▸ **Exercise description**:
Word for word, print the entries that follow.

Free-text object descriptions
━━━━━━━━━━━━━━━━
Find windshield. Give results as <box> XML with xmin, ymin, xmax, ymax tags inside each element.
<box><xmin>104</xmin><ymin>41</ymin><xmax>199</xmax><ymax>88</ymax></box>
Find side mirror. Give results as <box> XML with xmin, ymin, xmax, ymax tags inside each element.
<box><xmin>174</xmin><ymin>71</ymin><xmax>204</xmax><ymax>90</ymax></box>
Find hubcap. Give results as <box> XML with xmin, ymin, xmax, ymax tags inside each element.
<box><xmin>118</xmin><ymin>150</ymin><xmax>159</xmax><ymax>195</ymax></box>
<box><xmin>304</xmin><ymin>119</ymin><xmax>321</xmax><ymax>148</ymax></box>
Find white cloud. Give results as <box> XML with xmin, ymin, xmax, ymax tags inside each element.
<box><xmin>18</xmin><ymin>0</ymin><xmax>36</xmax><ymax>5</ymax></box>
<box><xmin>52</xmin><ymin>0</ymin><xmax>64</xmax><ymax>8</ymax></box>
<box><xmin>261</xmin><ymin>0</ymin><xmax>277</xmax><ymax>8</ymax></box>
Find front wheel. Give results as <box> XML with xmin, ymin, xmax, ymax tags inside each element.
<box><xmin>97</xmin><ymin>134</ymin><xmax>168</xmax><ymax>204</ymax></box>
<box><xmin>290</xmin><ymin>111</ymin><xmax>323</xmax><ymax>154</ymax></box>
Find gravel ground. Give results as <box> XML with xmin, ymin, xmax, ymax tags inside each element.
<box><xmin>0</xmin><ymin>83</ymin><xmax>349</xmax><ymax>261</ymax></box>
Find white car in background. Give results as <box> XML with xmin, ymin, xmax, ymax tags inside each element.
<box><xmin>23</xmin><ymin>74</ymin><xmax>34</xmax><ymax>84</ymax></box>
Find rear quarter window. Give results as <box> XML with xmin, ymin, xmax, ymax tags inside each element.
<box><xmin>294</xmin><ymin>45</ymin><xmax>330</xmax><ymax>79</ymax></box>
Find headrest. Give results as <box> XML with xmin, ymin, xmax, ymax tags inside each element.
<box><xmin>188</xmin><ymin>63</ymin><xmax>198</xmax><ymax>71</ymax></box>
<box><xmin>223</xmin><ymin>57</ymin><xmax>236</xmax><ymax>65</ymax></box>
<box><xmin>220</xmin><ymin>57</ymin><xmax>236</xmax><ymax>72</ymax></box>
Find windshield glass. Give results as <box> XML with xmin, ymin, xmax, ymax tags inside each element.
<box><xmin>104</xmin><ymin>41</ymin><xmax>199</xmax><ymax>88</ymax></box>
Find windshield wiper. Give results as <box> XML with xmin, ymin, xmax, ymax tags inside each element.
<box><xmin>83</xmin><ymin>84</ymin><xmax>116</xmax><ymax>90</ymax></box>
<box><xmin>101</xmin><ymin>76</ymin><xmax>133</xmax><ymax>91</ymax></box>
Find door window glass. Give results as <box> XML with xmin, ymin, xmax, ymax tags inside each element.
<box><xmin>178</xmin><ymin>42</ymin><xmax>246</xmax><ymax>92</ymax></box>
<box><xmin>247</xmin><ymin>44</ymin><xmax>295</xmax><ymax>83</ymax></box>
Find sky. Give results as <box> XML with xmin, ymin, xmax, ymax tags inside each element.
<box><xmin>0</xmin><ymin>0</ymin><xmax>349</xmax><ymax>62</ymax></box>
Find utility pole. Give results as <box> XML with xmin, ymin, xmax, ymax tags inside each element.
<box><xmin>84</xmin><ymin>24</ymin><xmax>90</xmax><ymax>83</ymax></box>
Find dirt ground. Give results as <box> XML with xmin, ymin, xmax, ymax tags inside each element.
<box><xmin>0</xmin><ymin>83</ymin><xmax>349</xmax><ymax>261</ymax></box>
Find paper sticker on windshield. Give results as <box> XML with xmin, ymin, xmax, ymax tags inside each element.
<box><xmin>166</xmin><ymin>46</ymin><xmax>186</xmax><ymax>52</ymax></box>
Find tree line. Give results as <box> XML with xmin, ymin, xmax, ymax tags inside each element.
━━━━━━━━━━━━━━━━
▸ **Answer area**:
Find windshield. Give results as <box> XML with xmin, ymin, xmax, ymax tags inside each element.
<box><xmin>104</xmin><ymin>41</ymin><xmax>199</xmax><ymax>88</ymax></box>
Find side mirror. Give results as <box> XML with xmin, ymin, xmax, ymax tags inside each element.
<box><xmin>174</xmin><ymin>71</ymin><xmax>204</xmax><ymax>90</ymax></box>
Find hubcap. Give results as <box> XML with xmin, ymin, xmax, ymax tags inside each element.
<box><xmin>118</xmin><ymin>150</ymin><xmax>159</xmax><ymax>195</ymax></box>
<box><xmin>304</xmin><ymin>119</ymin><xmax>321</xmax><ymax>148</ymax></box>
Find white cloud. Give results as <box> XML with xmin, ymin, xmax, ymax tags inside each element.
<box><xmin>18</xmin><ymin>0</ymin><xmax>36</xmax><ymax>5</ymax></box>
<box><xmin>52</xmin><ymin>0</ymin><xmax>64</xmax><ymax>8</ymax></box>
<box><xmin>261</xmin><ymin>0</ymin><xmax>277</xmax><ymax>8</ymax></box>
Find front wheel. Give results as <box> XML with xmin, ymin, xmax, ymax tags inside each element.
<box><xmin>97</xmin><ymin>134</ymin><xmax>168</xmax><ymax>204</ymax></box>
<box><xmin>290</xmin><ymin>111</ymin><xmax>323</xmax><ymax>154</ymax></box>
Find gravel ground. Give results as <box> XML with xmin, ymin, xmax, ymax tags inside each element.
<box><xmin>0</xmin><ymin>83</ymin><xmax>349</xmax><ymax>261</ymax></box>
Find white car in background. Give results as <box> XML with xmin, ymin, xmax, ymax tags inside each element.
<box><xmin>23</xmin><ymin>74</ymin><xmax>34</xmax><ymax>84</ymax></box>
Find rear quarter window. Give results as <box> XML with xmin, ymin, xmax, ymax tags inside each element.
<box><xmin>294</xmin><ymin>45</ymin><xmax>330</xmax><ymax>79</ymax></box>
Find headrest. Give results as <box> XML with xmin, ymin, xmax, ymax tags inside each element.
<box><xmin>188</xmin><ymin>63</ymin><xmax>198</xmax><ymax>71</ymax></box>
<box><xmin>223</xmin><ymin>57</ymin><xmax>236</xmax><ymax>65</ymax></box>
<box><xmin>220</xmin><ymin>57</ymin><xmax>236</xmax><ymax>72</ymax></box>
Find windshield glass. Give results as <box> XML with xmin, ymin, xmax, ymax tags inside each element.
<box><xmin>104</xmin><ymin>41</ymin><xmax>199</xmax><ymax>88</ymax></box>
Find windshield wiper. Give results as <box> XML with xmin, ymin, xmax, ymax tags inside each element.
<box><xmin>83</xmin><ymin>84</ymin><xmax>116</xmax><ymax>90</ymax></box>
<box><xmin>101</xmin><ymin>76</ymin><xmax>133</xmax><ymax>91</ymax></box>
Find door window glass. Give results as <box> XML with xmin, ymin, xmax, ymax tags inside each element.
<box><xmin>178</xmin><ymin>42</ymin><xmax>246</xmax><ymax>92</ymax></box>
<box><xmin>247</xmin><ymin>44</ymin><xmax>295</xmax><ymax>83</ymax></box>
Find sky. Give results as <box> XML with xmin, ymin, xmax, ymax tags inside each element.
<box><xmin>0</xmin><ymin>0</ymin><xmax>349</xmax><ymax>62</ymax></box>
Find utility pole. Give results as <box> XML with xmin, ymin, xmax, ymax tags inside each element.
<box><xmin>84</xmin><ymin>24</ymin><xmax>90</xmax><ymax>83</ymax></box>
Find dirt ground. Give results as <box> XML with xmin, ymin, xmax, ymax tags inside each element.
<box><xmin>0</xmin><ymin>83</ymin><xmax>349</xmax><ymax>261</ymax></box>
Find paper sticker on windshield. Give results as <box> XML with xmin, ymin, xmax, ymax tags inside each element.
<box><xmin>166</xmin><ymin>46</ymin><xmax>186</xmax><ymax>52</ymax></box>
Find tree line. Give results as <box> XML with xmin, ymin, xmax, ymax tags inside each element.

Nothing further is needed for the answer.